* _Exercise a_
Tally the lines in the entries that follow which contain the string "photo", treating case as significant, and give only the number.

RETAIL REVOLUTION: PURPOSE AT THE HEART OF A SMARTER AND GREENER FUTURE

Building an Inclusive and Future-Ready Bangladesh

 

Bangladesh's digital economy is expanding faster than ever before. Today, over 75 million people-about 45% of the population-are online [ref: DataReportal 2025]. Almost 55% of households now have internet access [ref. Bangladesh Bureau of Statistics, 2025], while monthly mobile-financial-service transactions consistently exceed Tk 1.5 trillion [ref: Bangladesh Bank, 2025]. Digital payments, e-commerce, and logistics platforms are rapidly reshaping how businesses operate and how consumers interact with brands.

 

This momentum is more than a technological trend; it is an economic inflection point. The digital economy already contributes roughly 7% of GDP, and projections suggest it could exceed 12% by 2030 if adoption continues at this pace [ref: Oxford Economics 2025 estimate]. For investors, this signals a market primed for scale, innovation, and inclusive growth.

 

The Retail Paradox

 

Despite this boom, micro-retailers in Bangladesh-the backbone of everyday commerce-however have not shared equally in the digital dividend. Most of these shops run on physical order capturing by suppliers, guesswork-based inventory management and manual cashflow management.

 

For years, this system has worked well, highlighting the unassuming yet sharp business acumen of these small retailers, until the marketplace began evolving faster than their capacity to keep pace. Rising consumer demand

 

 

 

 

driven by globalisation, increased product assortment, tougher prices and promotion benchmarks from emerging trade formats such as self-service stores and d-commerce have started posing increasingly tough competition to traditional retail. These small retailers often face stockouts, delayed fulfilment, and limited access to promotions due to the lack of working capital. If the cost model is not managed with agility, ever-rising inflation along with a tougher price environment continues to create stress on retail margins and working capital, capping their true growth potential.

 

In this situation, digitisation has become not just an opportunity, but a necessity. When a retailer can order directly from a phone, have complete visibility of available assortments to order from, and analyse purchasing patterns, it can help them become more proactive. Access to digital trade data also opens doors to credit, insurance, and modern supply-chain networks-critical for an economy where small enterprises drive nearly 28% of GDP (ref: UNIDO-SMEF Brief 2025).

 

Paving Paths to Possibilities

 

Unilever Bangladesh Limited (UBL) serves nine out of ten Bangladeshi households through 20 trusted brands. Its nationwide retail network of 1.3 million retailers offers a front-row view of both the promise and the pain points of traditional trade. It was clear that for a more resilient, inclusive economy, retailers needed to be equipped with future-ready tools.

 

Therefore, UBL's approach centred on three interconnected innovations that combine digital access, data intelligence, and sustainability.

 

Lever Bazar is a 24/7 digital-ordering platform that allows retailers to place orders for UBL products directly via smartphone, view real-time availability, and access trade offers without waiting for a sales representative. Today, over 100,000 outlets use this app and have recorded significantly higher sales growth than non-digitised peers. Beyond numbers, it has brought empowerment, transparency and business continuity even in remote or weather-disrupted areas.

* _Provided entries_
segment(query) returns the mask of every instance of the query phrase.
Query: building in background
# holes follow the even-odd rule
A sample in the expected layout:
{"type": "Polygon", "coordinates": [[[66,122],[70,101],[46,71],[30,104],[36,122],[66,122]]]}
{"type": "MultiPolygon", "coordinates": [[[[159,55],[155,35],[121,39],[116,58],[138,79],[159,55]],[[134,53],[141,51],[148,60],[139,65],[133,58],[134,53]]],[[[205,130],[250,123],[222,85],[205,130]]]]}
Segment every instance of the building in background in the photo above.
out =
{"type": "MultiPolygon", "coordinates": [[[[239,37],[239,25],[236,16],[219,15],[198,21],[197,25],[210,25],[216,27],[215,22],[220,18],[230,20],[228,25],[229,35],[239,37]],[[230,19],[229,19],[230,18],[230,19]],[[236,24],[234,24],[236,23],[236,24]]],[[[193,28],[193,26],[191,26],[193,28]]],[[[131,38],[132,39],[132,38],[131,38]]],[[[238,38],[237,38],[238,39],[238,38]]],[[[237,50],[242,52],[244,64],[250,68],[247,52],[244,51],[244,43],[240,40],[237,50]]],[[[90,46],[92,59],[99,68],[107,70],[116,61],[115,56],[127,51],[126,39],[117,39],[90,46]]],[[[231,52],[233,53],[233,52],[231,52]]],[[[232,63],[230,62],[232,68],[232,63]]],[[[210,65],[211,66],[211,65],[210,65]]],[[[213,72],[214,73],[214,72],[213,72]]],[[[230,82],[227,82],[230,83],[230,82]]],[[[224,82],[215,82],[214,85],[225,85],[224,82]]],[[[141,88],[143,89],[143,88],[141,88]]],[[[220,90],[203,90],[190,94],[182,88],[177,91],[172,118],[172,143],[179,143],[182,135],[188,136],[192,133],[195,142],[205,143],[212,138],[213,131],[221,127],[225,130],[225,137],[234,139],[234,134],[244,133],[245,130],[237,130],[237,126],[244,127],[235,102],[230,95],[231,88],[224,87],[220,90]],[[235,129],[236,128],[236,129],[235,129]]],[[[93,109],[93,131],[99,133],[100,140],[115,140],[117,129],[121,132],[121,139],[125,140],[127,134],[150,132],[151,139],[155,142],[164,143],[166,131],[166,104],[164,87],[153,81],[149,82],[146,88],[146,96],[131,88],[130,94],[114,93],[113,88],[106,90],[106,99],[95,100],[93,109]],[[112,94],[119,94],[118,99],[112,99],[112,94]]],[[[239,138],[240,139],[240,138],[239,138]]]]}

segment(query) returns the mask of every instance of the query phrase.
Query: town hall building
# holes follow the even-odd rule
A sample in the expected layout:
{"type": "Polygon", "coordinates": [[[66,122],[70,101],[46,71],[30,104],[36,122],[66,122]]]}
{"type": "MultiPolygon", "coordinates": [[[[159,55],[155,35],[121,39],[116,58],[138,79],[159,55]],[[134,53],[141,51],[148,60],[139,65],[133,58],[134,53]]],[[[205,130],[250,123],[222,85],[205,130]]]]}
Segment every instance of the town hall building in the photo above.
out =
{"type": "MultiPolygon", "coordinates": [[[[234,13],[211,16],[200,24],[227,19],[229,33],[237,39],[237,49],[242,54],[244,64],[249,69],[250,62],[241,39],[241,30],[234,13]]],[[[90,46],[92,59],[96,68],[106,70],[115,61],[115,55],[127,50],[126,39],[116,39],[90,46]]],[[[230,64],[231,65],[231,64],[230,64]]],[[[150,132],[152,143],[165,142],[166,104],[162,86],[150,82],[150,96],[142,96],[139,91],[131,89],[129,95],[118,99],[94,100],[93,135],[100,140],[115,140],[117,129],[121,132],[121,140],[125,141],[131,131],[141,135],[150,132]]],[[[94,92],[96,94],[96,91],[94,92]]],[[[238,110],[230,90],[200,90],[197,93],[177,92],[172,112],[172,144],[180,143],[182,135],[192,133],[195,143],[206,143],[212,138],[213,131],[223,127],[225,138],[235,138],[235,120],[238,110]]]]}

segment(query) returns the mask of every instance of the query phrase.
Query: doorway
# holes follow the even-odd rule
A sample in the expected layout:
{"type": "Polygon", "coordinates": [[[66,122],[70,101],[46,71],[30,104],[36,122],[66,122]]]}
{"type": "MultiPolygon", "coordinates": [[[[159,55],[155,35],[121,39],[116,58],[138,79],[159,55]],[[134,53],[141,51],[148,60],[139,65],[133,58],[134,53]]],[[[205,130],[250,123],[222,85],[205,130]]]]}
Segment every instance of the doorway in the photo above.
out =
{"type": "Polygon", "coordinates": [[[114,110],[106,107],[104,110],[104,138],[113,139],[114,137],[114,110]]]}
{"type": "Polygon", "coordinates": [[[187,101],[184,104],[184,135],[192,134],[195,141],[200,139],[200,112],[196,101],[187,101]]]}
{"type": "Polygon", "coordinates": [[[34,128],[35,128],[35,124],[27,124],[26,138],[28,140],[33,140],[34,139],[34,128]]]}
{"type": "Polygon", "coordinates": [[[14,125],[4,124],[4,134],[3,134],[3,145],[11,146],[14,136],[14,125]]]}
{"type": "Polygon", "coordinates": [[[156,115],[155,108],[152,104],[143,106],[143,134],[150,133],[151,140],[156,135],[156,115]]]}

* _Exercise b_
According to the retail digitisation article, how many outlets use Lever Bazar today?

* _Solution a_
3

* _Solution b_
Over 100,000 outlets.